## EXERCISE TASK
Count how many lines of the material below contain the string "buick", treating uppercase and lowercase as different. Reply with that number alone.

## TASK INPUTS
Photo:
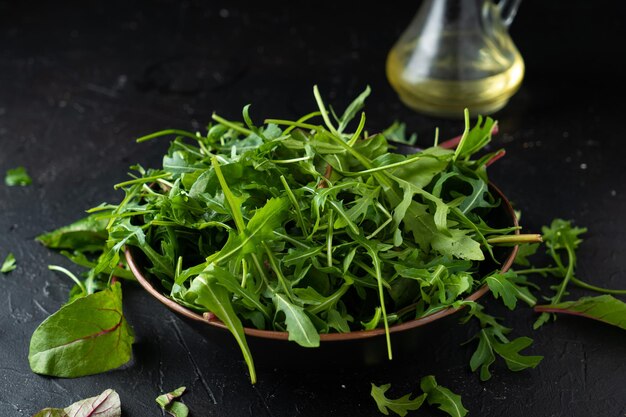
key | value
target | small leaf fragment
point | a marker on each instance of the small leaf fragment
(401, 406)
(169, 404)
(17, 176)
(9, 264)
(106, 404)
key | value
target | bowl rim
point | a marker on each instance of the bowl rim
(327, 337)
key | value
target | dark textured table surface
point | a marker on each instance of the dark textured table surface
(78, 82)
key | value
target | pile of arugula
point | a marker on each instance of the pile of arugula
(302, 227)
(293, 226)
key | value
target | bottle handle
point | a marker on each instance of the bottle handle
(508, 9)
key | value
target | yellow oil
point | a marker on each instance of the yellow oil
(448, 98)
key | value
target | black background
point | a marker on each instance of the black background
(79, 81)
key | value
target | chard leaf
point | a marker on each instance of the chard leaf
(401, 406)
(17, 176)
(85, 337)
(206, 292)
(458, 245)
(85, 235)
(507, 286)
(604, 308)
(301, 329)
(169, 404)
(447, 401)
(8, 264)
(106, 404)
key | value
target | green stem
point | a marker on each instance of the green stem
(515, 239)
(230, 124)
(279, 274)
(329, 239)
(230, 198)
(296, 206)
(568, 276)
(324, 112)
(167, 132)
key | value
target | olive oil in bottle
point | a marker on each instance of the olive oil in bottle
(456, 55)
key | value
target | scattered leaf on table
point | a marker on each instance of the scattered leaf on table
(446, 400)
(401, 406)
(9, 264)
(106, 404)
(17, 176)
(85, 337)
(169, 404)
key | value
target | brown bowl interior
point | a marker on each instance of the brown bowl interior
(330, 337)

...

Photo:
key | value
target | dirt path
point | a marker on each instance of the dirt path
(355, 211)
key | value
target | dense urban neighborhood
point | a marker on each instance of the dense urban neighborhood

==

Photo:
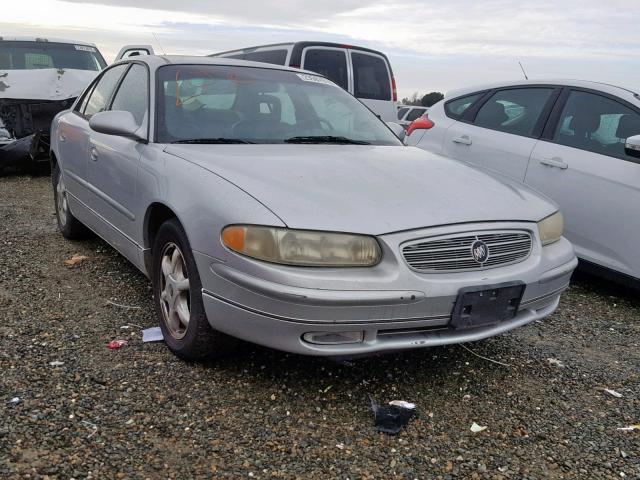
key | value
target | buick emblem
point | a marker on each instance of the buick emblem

## ANSWER TO THIS EXERCISE
2